> **Document extract**:
+-------+

Industrial Harvest

T’s Dream by sarah kavage

I’m back in Seattle, back to juggling dayjob and art, back to drizzle and not knowing when to wake up because you can’t tell when it’s actually daylight…

In other words, I’m trying to maintain all the momentum from back in December and it’s been a little bit of a struggle.  Fortunately, my husband and I watched Food, Inc. last night which fueled my determination to keep at it.  If you haven’t seen this documentary it’s not what I’d call a fun movie, but there are plenty of inspiring parts and it’s basically your duty as a citizen to watch it.  If it doesn’t change the way you eat, nothing will. 

At the beginning of December, my friend T sent me this email after I told her about this project.  Her comment:  “Interesting dream as it was so much a succinct picture of reality.”  Indeed, it poetically mirrors some of what Food, Inc. had to say quite nicely: 

“Your project brings to mind a dream I had in September. In the dream I was looking to buy a plot of land.  I found one nearby to a gas station with ‘Genetic’ on the sign.  As I was planning out my garden spots in my minds eye, I was taken to the land just up over the hill then rolled along a conveyor belt and shown the industrial agricultural mechanism taking place all around me.  Men in suits spraying golden fields of wheat as far as the eye could see, wheat being dumped into a machine and coming out as cheerios that got dumped into big trucks; sweaty red necked men, scrawny men with clipboards.  There was more to the dream, including me having a birds’ eye view of a farmer’s family fighting their insurance company for medical care.”

Some of the scenes in Food, Inc are nearly as surreal; the one difference is that farmers were fighting Tysons and Monsanto rather than the health insurance company.  When you’re a farmer and you’re $400,000 deep in legal fees due to harrassing lawsuits from THE MAN you better hope you don’t get sick, cuz you sure don’t have health insurance.  The one thing that came through loud and clear in this movie is that these corporations are literally out to torment and humiliate all who stand in their way of complete market domination and relentless pursuit of profit.  Animals, workers and small farmers alike. 

The one great thing about all this is that we can affect changes in this system every time we sit down to dinner.  Remember that.  Where you shop and what you buy matters a lot.

+-------+

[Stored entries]
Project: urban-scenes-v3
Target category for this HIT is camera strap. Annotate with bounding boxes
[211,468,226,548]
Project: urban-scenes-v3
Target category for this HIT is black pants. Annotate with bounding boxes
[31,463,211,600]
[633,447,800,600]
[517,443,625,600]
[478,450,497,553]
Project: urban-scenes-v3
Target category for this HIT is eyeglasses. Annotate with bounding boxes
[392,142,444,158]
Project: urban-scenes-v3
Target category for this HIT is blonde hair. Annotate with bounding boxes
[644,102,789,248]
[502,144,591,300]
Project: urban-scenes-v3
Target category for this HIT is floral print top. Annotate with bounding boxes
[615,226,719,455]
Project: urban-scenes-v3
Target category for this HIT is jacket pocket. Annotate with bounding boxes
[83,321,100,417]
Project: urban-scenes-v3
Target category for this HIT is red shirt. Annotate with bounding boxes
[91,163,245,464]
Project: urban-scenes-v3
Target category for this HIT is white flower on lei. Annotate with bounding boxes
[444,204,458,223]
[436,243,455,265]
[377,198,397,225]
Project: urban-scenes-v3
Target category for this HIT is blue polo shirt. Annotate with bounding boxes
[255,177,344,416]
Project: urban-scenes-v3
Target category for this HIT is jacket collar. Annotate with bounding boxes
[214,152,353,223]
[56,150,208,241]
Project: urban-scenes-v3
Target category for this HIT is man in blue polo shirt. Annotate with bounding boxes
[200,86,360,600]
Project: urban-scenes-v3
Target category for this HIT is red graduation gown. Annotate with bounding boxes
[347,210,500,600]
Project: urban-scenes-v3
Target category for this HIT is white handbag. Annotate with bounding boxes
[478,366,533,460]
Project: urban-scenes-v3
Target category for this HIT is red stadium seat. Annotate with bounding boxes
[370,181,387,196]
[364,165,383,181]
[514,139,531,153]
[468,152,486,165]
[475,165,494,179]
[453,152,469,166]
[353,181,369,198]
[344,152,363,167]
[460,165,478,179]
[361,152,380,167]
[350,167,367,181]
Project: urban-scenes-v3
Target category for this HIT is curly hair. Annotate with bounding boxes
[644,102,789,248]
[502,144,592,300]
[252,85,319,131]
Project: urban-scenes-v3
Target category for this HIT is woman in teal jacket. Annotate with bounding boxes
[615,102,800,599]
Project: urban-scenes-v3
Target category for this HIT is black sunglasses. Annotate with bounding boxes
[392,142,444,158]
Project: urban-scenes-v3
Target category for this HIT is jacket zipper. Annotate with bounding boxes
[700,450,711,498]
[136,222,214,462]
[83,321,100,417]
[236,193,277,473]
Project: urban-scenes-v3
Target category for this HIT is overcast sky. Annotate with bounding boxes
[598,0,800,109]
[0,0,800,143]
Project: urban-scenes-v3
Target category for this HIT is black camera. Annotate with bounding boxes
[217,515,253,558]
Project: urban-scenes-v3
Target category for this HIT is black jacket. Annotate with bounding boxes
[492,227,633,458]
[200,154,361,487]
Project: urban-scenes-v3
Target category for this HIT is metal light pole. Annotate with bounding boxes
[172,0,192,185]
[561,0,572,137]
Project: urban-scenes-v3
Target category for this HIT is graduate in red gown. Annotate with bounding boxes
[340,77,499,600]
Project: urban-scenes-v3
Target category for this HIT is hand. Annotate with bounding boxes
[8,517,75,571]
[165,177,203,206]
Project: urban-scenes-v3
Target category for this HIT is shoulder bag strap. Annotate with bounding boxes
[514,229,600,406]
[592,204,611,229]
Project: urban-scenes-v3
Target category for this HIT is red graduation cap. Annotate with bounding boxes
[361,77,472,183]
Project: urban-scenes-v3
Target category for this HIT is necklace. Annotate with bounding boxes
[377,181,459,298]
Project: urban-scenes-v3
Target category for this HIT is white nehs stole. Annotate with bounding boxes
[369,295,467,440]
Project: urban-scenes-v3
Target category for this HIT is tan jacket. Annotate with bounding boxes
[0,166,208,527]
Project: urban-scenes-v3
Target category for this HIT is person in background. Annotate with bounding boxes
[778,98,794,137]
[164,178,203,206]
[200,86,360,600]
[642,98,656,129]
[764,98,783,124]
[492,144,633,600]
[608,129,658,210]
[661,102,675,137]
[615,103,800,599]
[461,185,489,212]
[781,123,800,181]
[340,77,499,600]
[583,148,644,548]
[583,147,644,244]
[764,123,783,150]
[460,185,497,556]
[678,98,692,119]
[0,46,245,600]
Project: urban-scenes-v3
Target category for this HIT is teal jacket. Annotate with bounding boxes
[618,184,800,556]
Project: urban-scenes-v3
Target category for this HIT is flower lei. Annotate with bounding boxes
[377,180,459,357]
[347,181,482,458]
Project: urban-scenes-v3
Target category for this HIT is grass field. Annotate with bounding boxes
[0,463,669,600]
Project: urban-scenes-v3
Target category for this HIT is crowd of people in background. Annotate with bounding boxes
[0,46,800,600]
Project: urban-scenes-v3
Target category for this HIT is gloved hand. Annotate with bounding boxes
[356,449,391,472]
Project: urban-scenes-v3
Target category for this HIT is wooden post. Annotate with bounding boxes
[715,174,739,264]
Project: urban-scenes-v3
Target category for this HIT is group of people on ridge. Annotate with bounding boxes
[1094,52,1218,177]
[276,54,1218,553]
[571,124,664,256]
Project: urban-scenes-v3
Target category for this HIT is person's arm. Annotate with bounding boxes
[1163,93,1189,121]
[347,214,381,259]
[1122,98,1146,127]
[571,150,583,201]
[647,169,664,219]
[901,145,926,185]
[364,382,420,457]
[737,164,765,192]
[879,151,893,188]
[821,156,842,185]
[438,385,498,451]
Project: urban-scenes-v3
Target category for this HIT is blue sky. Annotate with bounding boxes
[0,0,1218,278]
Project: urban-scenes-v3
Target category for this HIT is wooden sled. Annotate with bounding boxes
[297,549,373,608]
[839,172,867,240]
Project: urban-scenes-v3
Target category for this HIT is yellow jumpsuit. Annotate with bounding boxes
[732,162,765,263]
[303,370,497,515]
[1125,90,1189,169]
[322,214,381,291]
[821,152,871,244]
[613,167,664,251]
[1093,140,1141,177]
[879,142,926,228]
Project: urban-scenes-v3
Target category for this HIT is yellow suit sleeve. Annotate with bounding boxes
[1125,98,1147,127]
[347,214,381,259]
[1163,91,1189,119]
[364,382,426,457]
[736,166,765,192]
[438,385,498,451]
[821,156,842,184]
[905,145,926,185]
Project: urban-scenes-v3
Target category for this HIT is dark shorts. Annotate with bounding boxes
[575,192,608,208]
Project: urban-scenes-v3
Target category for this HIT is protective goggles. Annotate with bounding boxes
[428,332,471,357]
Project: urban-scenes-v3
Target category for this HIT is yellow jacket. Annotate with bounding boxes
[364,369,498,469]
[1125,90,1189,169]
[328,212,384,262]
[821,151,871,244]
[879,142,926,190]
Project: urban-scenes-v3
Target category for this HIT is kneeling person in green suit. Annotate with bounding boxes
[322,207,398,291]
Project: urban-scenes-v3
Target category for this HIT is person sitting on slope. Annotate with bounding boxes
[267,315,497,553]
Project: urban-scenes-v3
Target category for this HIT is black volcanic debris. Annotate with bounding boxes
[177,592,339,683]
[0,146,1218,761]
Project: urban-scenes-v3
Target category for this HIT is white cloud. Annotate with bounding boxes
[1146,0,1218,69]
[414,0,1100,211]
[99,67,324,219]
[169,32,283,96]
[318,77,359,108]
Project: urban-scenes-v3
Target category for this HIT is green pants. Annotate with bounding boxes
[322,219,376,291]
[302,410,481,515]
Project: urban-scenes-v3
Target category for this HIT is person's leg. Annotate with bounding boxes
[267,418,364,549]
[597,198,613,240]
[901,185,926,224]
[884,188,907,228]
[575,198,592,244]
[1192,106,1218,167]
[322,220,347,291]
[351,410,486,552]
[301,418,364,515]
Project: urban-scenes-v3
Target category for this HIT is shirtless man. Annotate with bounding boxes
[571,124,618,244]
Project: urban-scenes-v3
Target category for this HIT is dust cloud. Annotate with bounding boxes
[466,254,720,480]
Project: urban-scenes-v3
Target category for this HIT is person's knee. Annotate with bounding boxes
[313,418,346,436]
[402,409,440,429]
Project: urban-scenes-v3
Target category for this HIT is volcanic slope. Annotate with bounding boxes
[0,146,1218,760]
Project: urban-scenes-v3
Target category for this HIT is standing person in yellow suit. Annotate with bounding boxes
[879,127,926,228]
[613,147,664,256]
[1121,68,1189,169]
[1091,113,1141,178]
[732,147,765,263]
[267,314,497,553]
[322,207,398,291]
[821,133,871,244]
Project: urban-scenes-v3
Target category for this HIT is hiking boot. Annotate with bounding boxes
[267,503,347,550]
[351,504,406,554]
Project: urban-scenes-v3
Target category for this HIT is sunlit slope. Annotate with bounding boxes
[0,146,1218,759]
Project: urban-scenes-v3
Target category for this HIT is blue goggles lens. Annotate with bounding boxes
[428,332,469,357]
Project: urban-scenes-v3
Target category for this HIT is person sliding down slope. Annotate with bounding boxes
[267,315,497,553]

+-------+

> **Exercise goal**:
Set down, word for word, the passage from the Industrial Harvest post above that opens with the words containing "The one great" and closes with "matters a lot.".

> **Result for this task**:
The one great thing about all this is that we can affect changes in this system every time we sit down to dinner.  Remember that.  Where you shop and what you buy matters a lot.